--- Task description ---
How many lines in the material below contain the string "mark"? Treat uppercase and lowercase as different, and reply with the number alone.

(Raw records)
** START **

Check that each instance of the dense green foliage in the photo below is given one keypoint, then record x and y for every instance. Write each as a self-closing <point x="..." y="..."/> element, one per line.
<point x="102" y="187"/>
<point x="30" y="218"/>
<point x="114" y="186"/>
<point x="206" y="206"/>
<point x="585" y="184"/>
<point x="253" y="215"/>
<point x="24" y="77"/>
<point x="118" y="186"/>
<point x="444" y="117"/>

** END **
** START **

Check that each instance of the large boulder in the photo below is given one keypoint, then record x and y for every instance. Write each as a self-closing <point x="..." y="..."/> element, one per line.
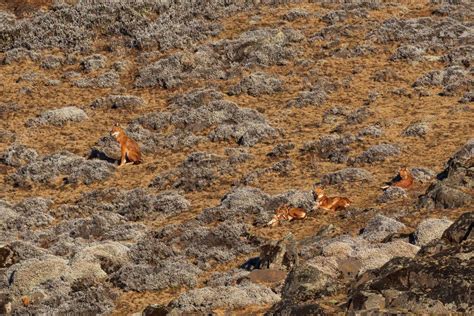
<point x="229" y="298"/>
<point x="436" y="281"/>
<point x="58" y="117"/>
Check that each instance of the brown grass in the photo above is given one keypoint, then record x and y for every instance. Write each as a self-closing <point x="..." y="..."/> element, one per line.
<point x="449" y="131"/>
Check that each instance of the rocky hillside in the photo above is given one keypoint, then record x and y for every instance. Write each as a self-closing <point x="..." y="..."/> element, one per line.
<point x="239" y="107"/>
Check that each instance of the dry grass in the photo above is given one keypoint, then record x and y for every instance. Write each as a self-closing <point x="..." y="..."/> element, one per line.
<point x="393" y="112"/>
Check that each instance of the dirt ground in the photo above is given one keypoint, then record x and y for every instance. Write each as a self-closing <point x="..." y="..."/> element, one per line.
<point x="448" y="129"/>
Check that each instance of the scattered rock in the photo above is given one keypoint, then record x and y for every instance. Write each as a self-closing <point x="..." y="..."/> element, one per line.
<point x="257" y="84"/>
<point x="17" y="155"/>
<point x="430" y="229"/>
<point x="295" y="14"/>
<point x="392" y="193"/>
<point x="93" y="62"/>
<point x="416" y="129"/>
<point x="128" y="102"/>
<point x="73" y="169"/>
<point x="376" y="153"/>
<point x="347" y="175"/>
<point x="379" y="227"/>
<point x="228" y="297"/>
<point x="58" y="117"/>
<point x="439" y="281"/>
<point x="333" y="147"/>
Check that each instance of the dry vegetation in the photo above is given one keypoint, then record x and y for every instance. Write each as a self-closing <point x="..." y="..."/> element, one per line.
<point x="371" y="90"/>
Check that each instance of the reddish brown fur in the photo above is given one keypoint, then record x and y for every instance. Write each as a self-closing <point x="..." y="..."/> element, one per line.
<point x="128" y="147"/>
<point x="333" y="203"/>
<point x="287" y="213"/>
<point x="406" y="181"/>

** END **
** START **

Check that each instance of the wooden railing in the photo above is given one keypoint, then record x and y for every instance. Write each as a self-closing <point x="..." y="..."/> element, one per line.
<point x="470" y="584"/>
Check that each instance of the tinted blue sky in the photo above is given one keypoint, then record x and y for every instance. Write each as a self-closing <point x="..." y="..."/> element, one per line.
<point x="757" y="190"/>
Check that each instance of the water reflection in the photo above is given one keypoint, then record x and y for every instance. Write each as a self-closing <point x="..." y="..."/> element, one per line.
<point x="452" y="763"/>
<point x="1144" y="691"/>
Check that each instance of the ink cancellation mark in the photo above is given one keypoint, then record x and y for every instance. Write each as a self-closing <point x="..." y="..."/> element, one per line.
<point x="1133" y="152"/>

** END **

--- Response for this exercise ---
1